The records that follow are to be repeated exactly, in full.

|---|

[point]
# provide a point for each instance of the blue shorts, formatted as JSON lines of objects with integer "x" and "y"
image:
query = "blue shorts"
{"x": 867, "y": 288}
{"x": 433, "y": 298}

|---|

ANSWER TO THIS TASK:
[point]
# provide a point for each instance of the blue shorts, formatted as JSON lines of objects with integer "x" and "y"
image:
query = "blue shorts"
{"x": 867, "y": 288}
{"x": 433, "y": 298}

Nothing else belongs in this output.